* Material shown:
=-=-=-=-=
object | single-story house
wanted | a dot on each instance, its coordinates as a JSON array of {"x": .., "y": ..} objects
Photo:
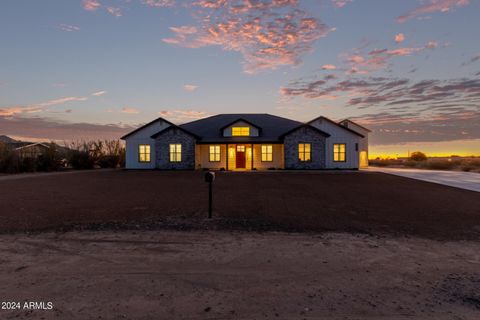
[{"x": 247, "y": 142}]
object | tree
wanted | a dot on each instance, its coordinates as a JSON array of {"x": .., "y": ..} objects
[{"x": 418, "y": 156}]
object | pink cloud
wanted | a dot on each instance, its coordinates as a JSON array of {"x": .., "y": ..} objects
[
  {"x": 91, "y": 5},
  {"x": 117, "y": 12},
  {"x": 328, "y": 67},
  {"x": 341, "y": 3},
  {"x": 129, "y": 110},
  {"x": 399, "y": 38},
  {"x": 431, "y": 45},
  {"x": 38, "y": 107},
  {"x": 190, "y": 87},
  {"x": 267, "y": 39},
  {"x": 433, "y": 6},
  {"x": 182, "y": 116},
  {"x": 99, "y": 93},
  {"x": 68, "y": 27},
  {"x": 159, "y": 3}
]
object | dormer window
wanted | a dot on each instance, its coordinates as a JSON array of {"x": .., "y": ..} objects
[{"x": 240, "y": 131}]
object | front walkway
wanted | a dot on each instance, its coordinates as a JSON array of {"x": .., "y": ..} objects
[{"x": 463, "y": 180}]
=-=-=-=-=
* Exercise directions: From the first line to the last, return the material above exactly, apart from the pictures.

* Solution for this exercise:
object | single-story house
wanted | a dot on each instance, its coordinates as a JSON array of {"x": .., "y": ..} objects
Photo:
[{"x": 247, "y": 142}]
object | tree
wanted | a dot on each instance, its coordinates as a JSON array of {"x": .., "y": ..} objects
[{"x": 418, "y": 156}]
object | pink cloud
wanted | a dot on each instance, its coordinates as a JSON array of {"x": .., "y": ..} objects
[
  {"x": 91, "y": 5},
  {"x": 117, "y": 12},
  {"x": 328, "y": 67},
  {"x": 341, "y": 3},
  {"x": 129, "y": 110},
  {"x": 399, "y": 38},
  {"x": 431, "y": 45},
  {"x": 38, "y": 107},
  {"x": 190, "y": 87},
  {"x": 267, "y": 39},
  {"x": 433, "y": 6},
  {"x": 182, "y": 116},
  {"x": 99, "y": 93},
  {"x": 68, "y": 27},
  {"x": 159, "y": 3}
]
object | dormer window
wanted | a dot on each instance, its coordinates as a JSON array of {"x": .., "y": ..} objects
[{"x": 240, "y": 131}]
object | front walkway
wanted | a dot on each instance, its coordinates as a JSON array of {"x": .., "y": ..} objects
[{"x": 463, "y": 180}]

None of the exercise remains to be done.